Extract provided »
Victims report on police refusing to follow up complaints of assaults – including beatings with “rubber sticks” – and detentions by family planning officials, usually for being late for pregnancy checks that in some areas are compulsory for women of childbearing age every two months.

“It’s legal for the family planning officials to do this. It’s not our responsibility to deal with it!” one man quoted a police officer in Shandong province as telling him after he reported an Aug. 2009 assault on himself and his wife.

When the man tried to pursue legal action, the head of the town’s family planning office allegedly said he was wasting his time as no-one would care – before adding that if the case did succeed, he would “take revenge” on the complainant’s relatives.

In a Sept. 2009 incident in Henan province, a woman ran away from a hospital where family planning officials were carrying out pregnancy checks. She was caught on a crowded street and taken back to the hospital for a forced sterilization.

In Jiangxi province, family planning officials reportedly demolished a villager’s home in May 2009 because one of his sons had violated regulations by not providing officials with a certificate showing that his wife had an intrauterine device (IUD) checkup. Police took no action in response to complaints by the man whose home was destroyed, and lawyers advised him it would be prohibitively expensive to sue those responsible.

In Hunan province in March 2008, family planning officials arrived at a house to collect a “social compensation fee” – a euphemism for the punitive fines levied on policy violators – and scuffled with the inhabitants. The officials hit the father of the out-of-plan child, 32-year-old Xin Liu, over the head with a bottle, assaulted his brother-in-law and kicked his septuagenarian mother in the abdomen.

After hospitalization, “Xin Liu suffers from permanent disability,” said the report, with includes grisly photos showing the victim’s bloodied face after the assault.

In a county in Fujian province, according to another submission, any pregnant woman found not to be in possession of a certificate permitting her to give birth is taken to hospital for an abortion. Family members are then made to pay large fines, on pain of detention in overcrowded cells.

A woman in Fujian province was forced to undergo an abortion of her eight and a half month-old twins in December 2007, held down by ten officials and injected with ethacridine lactate, an abortion agent.

“The twin babies struggled for a long time in their mother’s uterus and died in the end,” according to a journalist who interviewed the victim. “Until half past nine in the evening of December 14, she was still waiting to induce the dead babies.”

Provided records »
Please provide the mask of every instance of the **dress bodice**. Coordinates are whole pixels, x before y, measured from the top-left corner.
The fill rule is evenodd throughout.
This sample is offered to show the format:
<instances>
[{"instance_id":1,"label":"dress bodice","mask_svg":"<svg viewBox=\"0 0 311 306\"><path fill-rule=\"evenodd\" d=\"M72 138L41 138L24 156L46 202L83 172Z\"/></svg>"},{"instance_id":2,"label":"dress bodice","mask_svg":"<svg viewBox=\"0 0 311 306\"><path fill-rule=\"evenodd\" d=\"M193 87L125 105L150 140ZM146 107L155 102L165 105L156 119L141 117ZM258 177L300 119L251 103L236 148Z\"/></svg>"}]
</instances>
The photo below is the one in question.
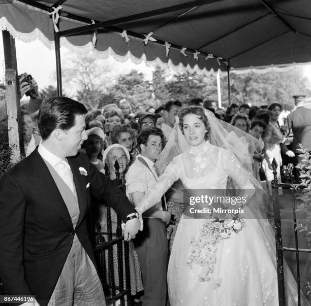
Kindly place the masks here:
<instances>
[{"instance_id":1,"label":"dress bodice","mask_svg":"<svg viewBox=\"0 0 311 306\"><path fill-rule=\"evenodd\" d=\"M254 188L232 153L204 142L174 157L136 208L144 212L153 206L178 179L188 189L220 189L226 188L228 177L240 188Z\"/></svg>"}]
</instances>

Task to complete »
Say whether each statement below agrees with the text on family planning abuses, answering yes or no and quoting the deciding words of the text.
1. The assault the Shandong man reported took place in Aug. 2009.
2. The Jiangxi villager's home was demolished over a regulation the villager himself had violated.
3. The Fujian woman forced to abort her twins was held down by ten officials.

Task solution »
1. Yes: "an Aug. 2009 assault on himself and his wife"
2. No: "because one of his sons had violated regulations"
3. Yes: "held down by ten officials"